=== CONSEGNA 1 ===
Ricopia per intero e senza alcuna modifica il testo sull'indipendentismo sardo che compare qui sotto.
---------- ESTRATTO DEL DOCUMENTO
E’ mia opinione ritenere che uscire da questo impasse richieda l’assoluta presa di coscienza che l’indipendentismo sardo, sardismo incluso, debba rimettere al centro della propria azione politica il suo spirito riformista. Infatti i problemi economici dell’isola non troveranno soluzione se non affronteremo le ragioni politiche, culturali (e persino linguistiche) che oggi sottendono alla perpetuazione dell’assistenzialismo. Il punto non è solo osservare il volume delle importazioni, ma le nostre limitate capacità di produzione e di esportazione. Nonché i fattori che, come abbiamo visto, ne limitano le potenzialità.

Se l’indipendentismo intende governare dovrà superare improduttive letture ideologiche del passato e riportare la riforma dello Statuto autonomo regionale in cima alla propria agenda politica. Perché senza una seria sovranità per ridurre tasse e burocrazia, con il rispetto della nostra cultura locale, non si determinerà alcuna indipendenza.

In questo percorso non potremo aspettarci l’incondizionato appoggio né del mondo accademico e intellettuale sardo, e neppure dell’informazione regionale (salvo alcune componenti), poiché come sciami di locuste dipendono dalla spesa pubblica che sarebbe nostro dovere ridurre per liberare il mercato da questa oppressione. L’indipendentismo deve aprire la propria azione politica verso interlocutori finora ideologicamente ignorati: esistono ancora migliaia di piccoli imprenditori liberi, ma anche disoccupati e persino alcuni settori del pubblico impiego insoddisfatti dallo Stato (come nella pubblica sicurezza), che non possiamo più consegnare al voto verso i partiti italiani.
--------------------
---------- RECORD DEL DATASET
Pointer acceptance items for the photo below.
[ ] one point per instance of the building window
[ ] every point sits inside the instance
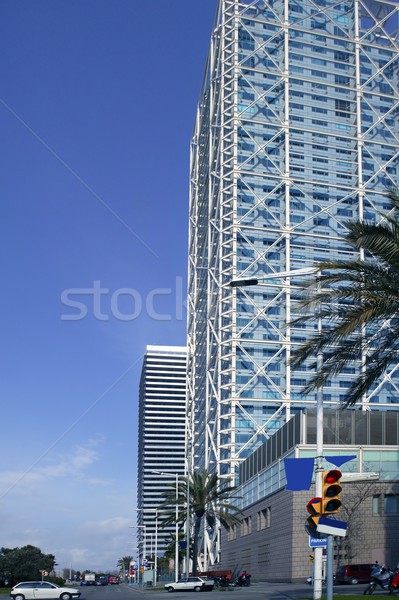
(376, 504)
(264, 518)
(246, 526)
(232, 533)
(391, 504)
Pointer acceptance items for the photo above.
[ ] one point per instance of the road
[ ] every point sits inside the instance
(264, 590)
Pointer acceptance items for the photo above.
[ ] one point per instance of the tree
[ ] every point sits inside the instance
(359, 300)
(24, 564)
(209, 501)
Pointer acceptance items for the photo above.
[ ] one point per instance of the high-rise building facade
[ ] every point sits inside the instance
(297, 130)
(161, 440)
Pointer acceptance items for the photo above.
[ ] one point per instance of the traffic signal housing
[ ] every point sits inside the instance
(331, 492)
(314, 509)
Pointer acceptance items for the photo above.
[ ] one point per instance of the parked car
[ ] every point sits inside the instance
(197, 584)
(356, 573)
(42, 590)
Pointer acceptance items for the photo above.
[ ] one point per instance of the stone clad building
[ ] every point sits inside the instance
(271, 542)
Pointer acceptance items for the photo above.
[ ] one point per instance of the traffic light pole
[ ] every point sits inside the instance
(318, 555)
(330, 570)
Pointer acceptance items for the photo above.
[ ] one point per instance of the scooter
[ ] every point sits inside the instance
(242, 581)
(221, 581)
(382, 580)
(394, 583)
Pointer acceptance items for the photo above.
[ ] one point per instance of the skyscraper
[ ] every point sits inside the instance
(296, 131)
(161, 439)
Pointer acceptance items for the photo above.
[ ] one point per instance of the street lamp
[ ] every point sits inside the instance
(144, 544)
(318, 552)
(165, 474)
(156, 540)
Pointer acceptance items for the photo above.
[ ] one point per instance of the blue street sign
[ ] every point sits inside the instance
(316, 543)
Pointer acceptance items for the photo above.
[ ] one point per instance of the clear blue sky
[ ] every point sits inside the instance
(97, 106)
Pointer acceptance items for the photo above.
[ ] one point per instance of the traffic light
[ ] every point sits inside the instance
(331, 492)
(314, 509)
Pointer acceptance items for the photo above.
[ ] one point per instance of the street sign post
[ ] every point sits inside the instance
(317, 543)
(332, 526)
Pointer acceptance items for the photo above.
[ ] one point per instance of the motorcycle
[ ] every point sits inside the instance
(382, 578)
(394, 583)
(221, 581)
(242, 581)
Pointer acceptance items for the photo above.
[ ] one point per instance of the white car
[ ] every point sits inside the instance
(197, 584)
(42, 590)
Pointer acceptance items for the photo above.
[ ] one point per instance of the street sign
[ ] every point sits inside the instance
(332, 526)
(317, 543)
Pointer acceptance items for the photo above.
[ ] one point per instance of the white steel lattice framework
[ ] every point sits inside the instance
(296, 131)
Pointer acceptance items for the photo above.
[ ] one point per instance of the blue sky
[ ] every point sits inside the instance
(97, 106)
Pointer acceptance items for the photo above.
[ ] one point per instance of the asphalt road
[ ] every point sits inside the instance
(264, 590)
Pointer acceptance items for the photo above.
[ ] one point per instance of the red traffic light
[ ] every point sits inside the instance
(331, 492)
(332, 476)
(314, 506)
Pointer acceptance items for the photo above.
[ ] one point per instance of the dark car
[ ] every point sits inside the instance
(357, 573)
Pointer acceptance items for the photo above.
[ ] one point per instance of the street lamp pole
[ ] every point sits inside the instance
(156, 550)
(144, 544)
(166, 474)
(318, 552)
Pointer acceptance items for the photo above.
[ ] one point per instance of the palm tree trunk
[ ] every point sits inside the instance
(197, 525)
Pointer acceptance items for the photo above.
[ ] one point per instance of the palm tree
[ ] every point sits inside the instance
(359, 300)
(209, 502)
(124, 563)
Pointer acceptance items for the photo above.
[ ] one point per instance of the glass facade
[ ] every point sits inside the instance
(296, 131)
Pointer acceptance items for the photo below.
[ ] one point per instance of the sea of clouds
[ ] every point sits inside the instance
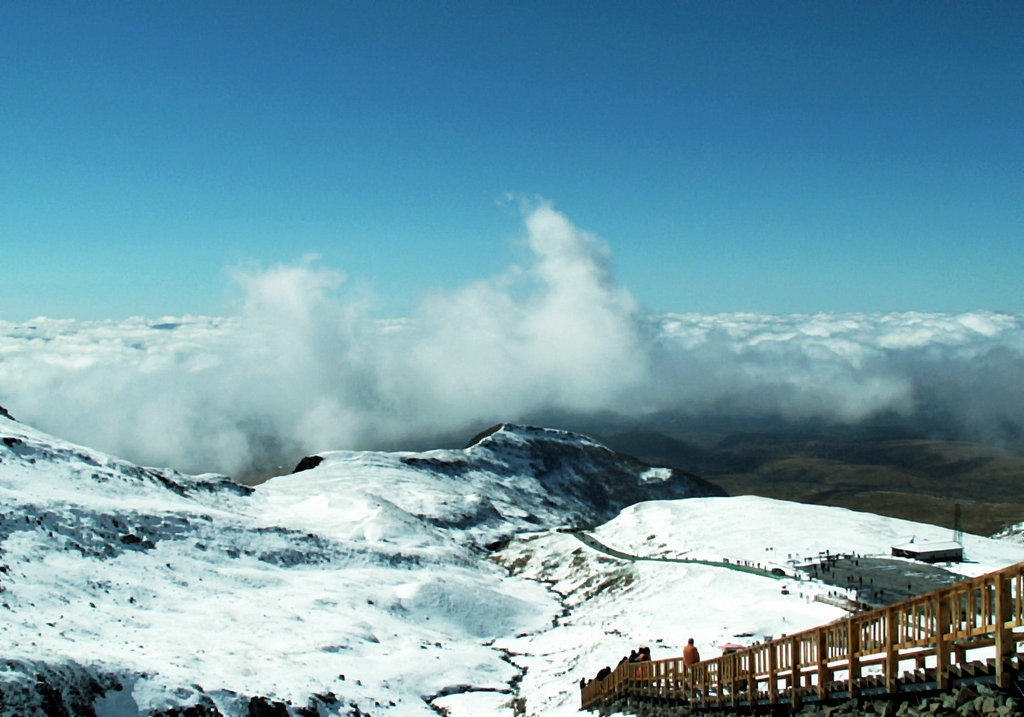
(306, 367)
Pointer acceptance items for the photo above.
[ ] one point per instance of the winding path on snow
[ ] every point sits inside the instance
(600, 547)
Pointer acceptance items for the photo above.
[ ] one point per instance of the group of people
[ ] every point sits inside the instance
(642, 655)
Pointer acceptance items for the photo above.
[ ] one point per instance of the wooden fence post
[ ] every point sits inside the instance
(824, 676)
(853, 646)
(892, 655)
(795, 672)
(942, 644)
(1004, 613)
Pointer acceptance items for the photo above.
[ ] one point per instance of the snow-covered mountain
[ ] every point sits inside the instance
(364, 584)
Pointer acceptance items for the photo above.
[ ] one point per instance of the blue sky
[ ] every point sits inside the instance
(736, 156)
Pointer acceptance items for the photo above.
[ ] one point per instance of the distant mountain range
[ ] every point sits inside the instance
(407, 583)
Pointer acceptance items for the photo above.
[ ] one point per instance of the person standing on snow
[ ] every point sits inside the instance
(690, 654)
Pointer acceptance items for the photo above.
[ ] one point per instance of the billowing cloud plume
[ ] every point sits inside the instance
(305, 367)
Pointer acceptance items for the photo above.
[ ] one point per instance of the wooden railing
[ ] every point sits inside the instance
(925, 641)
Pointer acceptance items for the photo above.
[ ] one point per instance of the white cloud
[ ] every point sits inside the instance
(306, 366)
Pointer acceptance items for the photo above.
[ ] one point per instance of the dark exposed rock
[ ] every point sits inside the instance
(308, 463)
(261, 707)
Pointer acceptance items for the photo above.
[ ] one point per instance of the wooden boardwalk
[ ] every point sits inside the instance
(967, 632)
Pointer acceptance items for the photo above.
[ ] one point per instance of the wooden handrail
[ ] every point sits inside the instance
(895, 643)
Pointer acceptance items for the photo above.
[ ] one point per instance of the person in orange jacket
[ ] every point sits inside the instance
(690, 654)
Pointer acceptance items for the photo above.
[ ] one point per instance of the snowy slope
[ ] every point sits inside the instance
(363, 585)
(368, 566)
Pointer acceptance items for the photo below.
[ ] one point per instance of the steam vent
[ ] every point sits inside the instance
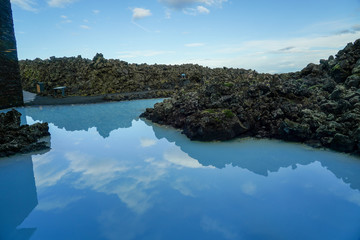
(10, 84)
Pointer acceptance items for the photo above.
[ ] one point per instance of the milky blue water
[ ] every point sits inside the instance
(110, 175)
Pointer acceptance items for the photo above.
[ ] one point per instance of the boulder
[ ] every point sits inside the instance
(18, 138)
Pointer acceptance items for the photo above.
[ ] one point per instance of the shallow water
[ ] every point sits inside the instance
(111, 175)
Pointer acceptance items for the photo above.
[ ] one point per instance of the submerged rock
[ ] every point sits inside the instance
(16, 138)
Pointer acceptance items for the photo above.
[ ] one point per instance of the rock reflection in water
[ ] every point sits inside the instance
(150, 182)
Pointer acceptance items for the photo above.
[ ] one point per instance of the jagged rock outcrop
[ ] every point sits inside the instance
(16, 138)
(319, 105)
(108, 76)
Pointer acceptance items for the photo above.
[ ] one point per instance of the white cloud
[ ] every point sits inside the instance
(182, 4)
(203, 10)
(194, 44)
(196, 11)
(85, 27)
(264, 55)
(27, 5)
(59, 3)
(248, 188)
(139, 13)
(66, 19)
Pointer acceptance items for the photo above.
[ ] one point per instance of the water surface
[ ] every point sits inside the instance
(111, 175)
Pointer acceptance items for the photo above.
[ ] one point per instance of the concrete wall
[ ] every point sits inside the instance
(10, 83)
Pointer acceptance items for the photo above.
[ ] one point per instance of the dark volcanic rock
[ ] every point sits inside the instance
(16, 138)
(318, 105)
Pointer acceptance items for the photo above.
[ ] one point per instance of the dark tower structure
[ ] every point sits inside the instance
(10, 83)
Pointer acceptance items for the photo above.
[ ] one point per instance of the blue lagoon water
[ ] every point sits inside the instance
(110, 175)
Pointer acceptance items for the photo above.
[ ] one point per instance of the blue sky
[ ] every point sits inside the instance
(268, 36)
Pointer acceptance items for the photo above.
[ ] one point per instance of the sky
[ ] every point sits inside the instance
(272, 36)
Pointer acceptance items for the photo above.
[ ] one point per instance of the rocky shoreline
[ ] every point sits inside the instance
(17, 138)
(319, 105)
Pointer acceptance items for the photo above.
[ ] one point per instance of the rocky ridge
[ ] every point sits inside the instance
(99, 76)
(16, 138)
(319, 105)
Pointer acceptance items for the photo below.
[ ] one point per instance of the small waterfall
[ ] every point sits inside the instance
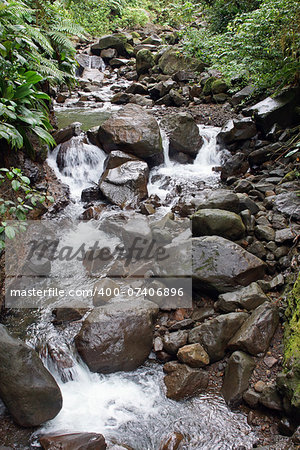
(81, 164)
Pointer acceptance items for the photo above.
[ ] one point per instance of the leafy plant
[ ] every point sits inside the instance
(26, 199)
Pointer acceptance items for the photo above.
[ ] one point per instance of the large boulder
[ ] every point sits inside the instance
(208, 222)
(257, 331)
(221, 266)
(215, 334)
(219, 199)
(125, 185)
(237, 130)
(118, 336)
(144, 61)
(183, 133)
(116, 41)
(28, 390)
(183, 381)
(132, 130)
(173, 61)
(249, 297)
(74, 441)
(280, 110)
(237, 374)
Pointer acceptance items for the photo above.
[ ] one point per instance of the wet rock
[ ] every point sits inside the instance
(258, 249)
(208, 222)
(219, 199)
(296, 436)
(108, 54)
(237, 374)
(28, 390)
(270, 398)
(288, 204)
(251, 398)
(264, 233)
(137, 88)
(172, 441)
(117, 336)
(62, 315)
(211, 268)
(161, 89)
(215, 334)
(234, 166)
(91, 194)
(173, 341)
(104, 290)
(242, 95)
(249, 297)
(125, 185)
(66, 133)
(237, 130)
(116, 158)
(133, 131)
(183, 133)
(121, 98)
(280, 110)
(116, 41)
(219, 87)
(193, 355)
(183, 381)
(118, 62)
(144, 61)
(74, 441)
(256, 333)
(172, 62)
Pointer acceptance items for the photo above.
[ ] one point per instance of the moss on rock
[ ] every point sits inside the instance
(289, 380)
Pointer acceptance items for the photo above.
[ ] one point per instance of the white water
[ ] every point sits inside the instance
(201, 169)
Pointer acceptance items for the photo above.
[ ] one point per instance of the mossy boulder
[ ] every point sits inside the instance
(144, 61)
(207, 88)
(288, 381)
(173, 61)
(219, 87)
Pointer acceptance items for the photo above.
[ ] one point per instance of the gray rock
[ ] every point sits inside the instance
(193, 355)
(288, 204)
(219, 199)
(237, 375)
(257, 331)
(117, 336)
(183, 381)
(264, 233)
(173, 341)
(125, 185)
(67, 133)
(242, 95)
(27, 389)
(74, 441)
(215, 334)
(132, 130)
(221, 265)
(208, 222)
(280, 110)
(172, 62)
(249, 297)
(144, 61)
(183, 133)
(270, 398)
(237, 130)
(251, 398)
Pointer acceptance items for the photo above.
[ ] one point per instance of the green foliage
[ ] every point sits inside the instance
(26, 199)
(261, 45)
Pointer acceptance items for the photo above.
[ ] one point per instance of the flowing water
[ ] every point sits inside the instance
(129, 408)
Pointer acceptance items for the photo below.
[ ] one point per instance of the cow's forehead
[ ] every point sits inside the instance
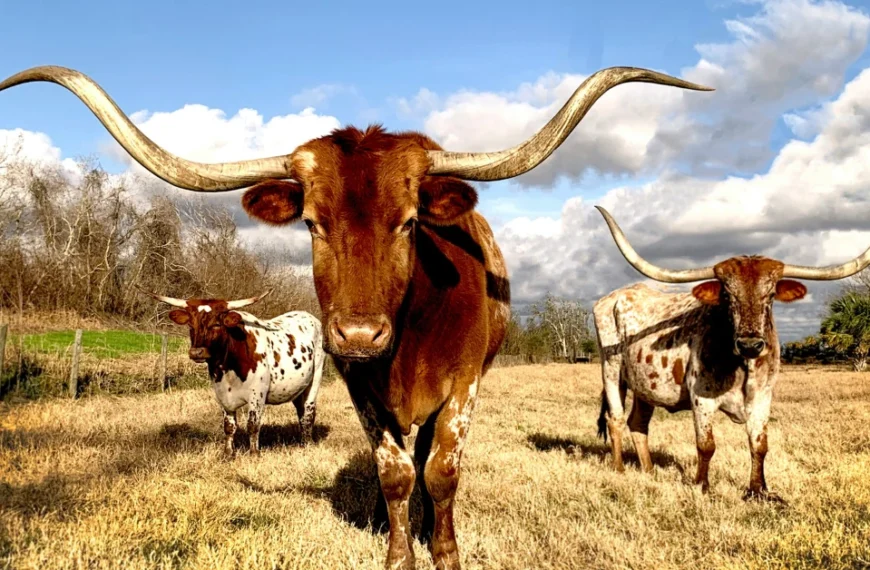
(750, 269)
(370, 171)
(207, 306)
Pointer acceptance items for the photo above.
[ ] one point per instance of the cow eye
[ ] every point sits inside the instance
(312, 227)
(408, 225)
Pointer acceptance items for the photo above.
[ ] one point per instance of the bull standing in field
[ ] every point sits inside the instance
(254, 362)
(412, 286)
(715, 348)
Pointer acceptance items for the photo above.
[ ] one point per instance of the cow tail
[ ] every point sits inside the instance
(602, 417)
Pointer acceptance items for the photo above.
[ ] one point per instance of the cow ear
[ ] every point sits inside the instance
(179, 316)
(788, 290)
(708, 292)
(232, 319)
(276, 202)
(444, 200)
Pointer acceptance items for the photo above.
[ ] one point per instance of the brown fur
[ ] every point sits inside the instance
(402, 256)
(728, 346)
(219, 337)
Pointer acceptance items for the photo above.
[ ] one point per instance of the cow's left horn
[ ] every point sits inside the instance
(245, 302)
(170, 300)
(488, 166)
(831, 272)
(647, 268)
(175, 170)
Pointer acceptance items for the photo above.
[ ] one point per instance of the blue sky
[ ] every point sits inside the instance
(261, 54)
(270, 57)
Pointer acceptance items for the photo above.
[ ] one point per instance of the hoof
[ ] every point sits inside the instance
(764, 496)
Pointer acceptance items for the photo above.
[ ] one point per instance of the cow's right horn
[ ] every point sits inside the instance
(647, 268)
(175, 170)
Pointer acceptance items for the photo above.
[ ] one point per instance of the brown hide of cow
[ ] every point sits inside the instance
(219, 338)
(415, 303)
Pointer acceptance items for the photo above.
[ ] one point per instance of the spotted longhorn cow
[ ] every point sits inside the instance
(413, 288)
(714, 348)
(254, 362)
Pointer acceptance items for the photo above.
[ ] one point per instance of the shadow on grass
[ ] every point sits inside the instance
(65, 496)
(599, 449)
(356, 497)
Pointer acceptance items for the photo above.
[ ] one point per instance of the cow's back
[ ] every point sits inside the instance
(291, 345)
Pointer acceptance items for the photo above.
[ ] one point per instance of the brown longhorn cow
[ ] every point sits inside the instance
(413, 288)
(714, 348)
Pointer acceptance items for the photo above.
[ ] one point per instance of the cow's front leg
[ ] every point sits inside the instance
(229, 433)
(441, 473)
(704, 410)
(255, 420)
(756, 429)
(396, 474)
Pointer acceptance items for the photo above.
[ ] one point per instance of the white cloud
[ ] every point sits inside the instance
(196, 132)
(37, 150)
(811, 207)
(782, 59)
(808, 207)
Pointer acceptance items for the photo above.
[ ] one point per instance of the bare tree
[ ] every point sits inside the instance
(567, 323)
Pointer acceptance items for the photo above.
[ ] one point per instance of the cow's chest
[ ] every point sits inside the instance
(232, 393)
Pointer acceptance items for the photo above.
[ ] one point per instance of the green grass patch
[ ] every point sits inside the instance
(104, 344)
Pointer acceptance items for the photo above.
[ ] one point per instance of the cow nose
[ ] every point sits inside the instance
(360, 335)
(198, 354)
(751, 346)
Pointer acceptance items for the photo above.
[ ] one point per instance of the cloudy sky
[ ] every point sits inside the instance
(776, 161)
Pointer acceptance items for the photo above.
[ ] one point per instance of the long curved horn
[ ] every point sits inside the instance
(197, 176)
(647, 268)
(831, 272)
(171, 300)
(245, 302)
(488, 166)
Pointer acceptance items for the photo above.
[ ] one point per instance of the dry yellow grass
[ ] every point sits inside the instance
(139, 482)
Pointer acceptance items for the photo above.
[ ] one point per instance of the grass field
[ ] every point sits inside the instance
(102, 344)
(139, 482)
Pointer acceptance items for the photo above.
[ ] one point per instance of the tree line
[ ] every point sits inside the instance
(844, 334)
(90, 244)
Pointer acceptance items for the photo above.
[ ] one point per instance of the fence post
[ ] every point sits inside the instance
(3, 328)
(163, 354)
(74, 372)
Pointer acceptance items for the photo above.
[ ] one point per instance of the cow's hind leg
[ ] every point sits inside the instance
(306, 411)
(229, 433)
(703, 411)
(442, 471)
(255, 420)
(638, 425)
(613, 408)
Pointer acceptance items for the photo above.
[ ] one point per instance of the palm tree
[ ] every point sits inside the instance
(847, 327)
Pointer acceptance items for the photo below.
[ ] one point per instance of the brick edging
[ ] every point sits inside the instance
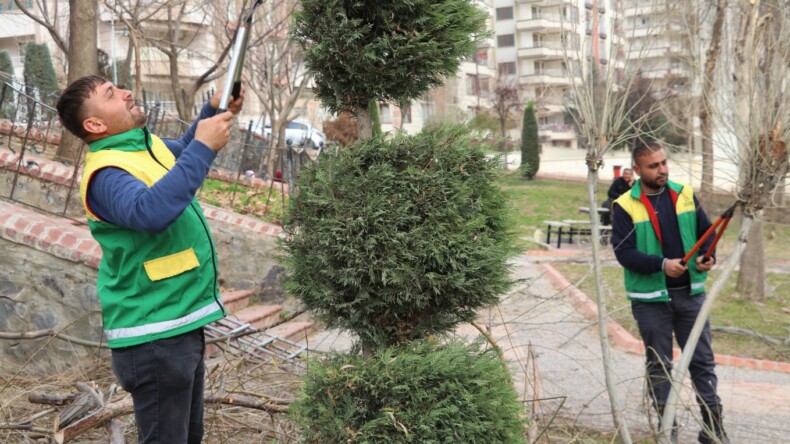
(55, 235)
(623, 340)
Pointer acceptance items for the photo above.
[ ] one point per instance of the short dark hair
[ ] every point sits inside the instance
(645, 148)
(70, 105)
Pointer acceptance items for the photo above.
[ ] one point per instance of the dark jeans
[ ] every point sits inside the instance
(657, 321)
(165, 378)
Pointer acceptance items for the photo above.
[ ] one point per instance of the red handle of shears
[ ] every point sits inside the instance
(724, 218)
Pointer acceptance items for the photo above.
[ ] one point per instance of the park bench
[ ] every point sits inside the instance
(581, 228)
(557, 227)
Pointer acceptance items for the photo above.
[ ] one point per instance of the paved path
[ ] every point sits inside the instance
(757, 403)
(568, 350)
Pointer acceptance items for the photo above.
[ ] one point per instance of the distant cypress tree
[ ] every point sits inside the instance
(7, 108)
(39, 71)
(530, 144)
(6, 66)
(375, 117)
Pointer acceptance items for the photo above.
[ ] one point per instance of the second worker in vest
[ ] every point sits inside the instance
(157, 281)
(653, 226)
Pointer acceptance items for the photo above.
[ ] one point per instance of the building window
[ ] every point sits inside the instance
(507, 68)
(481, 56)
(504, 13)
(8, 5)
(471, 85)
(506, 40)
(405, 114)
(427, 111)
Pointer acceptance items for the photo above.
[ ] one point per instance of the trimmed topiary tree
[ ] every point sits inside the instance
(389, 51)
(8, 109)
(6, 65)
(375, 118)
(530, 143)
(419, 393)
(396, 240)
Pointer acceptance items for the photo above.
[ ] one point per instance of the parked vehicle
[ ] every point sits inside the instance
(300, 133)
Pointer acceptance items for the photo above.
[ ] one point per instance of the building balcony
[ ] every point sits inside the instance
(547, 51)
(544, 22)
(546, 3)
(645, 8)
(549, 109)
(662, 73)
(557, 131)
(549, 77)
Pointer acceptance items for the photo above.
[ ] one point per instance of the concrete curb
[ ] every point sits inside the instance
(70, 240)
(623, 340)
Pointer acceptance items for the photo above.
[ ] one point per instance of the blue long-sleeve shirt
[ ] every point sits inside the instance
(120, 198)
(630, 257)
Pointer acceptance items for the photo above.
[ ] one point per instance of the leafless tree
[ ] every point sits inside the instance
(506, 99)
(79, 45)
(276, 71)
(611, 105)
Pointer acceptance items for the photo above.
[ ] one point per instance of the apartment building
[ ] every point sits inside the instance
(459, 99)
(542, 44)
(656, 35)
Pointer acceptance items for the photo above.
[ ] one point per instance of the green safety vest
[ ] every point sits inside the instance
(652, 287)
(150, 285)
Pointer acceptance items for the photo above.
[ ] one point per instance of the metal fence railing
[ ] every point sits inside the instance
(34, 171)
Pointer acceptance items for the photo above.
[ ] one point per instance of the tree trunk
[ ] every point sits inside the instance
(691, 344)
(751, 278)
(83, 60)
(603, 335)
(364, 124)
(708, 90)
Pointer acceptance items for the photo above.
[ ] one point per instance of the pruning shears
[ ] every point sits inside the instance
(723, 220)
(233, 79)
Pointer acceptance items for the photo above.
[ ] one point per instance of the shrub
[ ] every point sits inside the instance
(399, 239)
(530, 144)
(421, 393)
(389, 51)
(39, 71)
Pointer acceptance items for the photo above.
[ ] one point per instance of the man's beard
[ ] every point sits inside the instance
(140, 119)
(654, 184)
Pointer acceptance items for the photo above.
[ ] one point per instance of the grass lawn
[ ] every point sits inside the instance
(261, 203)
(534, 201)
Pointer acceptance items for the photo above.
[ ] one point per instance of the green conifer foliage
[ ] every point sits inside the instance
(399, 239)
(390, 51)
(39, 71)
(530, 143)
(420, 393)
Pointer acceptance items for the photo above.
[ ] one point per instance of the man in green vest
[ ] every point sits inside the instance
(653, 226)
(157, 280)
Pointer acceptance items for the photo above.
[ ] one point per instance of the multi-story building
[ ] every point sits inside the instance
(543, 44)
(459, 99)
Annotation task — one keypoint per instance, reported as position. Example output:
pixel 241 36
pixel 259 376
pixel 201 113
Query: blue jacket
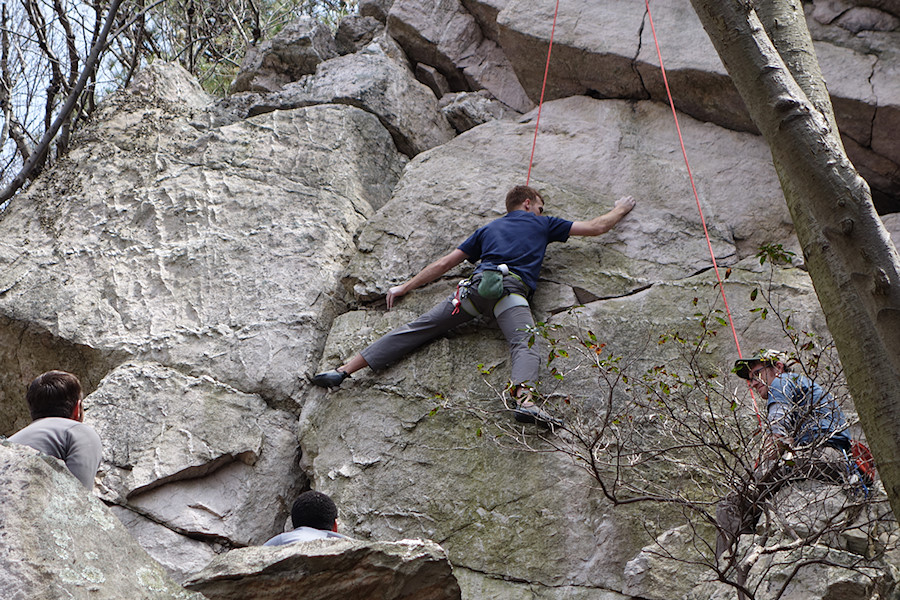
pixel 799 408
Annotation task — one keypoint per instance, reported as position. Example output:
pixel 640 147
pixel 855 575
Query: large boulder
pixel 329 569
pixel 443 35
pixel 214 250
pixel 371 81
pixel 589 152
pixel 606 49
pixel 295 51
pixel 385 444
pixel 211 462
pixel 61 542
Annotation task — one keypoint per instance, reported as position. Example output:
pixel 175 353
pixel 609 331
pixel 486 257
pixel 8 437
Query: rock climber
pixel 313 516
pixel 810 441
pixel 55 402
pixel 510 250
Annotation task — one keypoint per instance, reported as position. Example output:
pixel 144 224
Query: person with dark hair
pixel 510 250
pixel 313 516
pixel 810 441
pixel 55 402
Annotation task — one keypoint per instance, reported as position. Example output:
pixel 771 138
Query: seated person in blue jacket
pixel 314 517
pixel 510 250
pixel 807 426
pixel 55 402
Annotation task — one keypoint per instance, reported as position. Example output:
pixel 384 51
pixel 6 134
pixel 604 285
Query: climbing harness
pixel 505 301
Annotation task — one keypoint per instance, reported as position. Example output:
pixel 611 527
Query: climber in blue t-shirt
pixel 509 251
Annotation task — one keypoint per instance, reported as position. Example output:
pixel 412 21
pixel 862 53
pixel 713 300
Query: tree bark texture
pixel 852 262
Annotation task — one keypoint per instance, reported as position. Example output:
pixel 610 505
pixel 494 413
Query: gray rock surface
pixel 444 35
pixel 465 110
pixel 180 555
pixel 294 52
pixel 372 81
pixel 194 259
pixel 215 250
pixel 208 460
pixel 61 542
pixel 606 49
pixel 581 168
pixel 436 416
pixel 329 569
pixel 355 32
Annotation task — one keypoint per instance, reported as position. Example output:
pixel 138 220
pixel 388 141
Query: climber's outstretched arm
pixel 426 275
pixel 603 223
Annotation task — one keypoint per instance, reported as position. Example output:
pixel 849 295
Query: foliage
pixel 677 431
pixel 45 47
--------------------
=== CONSEGNA 2 ===
Conta le righe dell'elenco qui sopra in cui compare la parola "grass" e rispondi soltanto con il numero.

=== RISPOSTA COMPLETA 1 ===
E’ mia opinione ritenere che uscire da questo impasse richieda l’assoluta presa di coscienza che l’indipendentismo sardo, sardismo incluso, debba rimettere al centro della propria azione politica il suo spirito riformista. Infatti i problemi economici dell’isola non troveranno soluzione se non affronteremo le ragioni politiche, culturali (e persino linguistiche) che oggi sottendono alla perpetuazione dell’assistenzialismo. Il punto non è solo osservare il volume delle importazioni, ma le nostre limitate capacità di produzione e di esportazione. Nonché i fattori che, come abbiamo visto, ne limitano le potenzialità.

Se l’indipendentismo intende governare dovrà superare improduttive letture ideologiche del passato e riportare la riforma dello Statuto autonomo regionale in cima alla propria agenda politica. Perché senza una seria sovranità per ridurre tasse e burocrazia, con il rispetto della nostra cultura locale, non si determinerà alcuna indipendenza.

In questo percorso non potremo aspettarci l’incondizionato appoggio né del mondo accademico e intellettuale sardo, e neppure dell’informazione regionale (salvo alcune componenti), poiché come sciami di locuste dipendono dalla spesa pubblica che sarebbe nostro dovere ridurre per liberare il mercato da questa oppressione. L’indipendentismo deve aprire la propria azione politica verso interlocutori finora ideologicamente ignorati: esistono ancora migliaia di piccoli imprenditori liberi, ma anche disoccupati e persino alcuni settori del pubblico impiego insoddisfatti dallo Stato (come nella pubblica sicurezza), che non possiamo più consegnare al voto verso i partiti italiani.

=== RISPOSTA COMPLETA 2 ===
5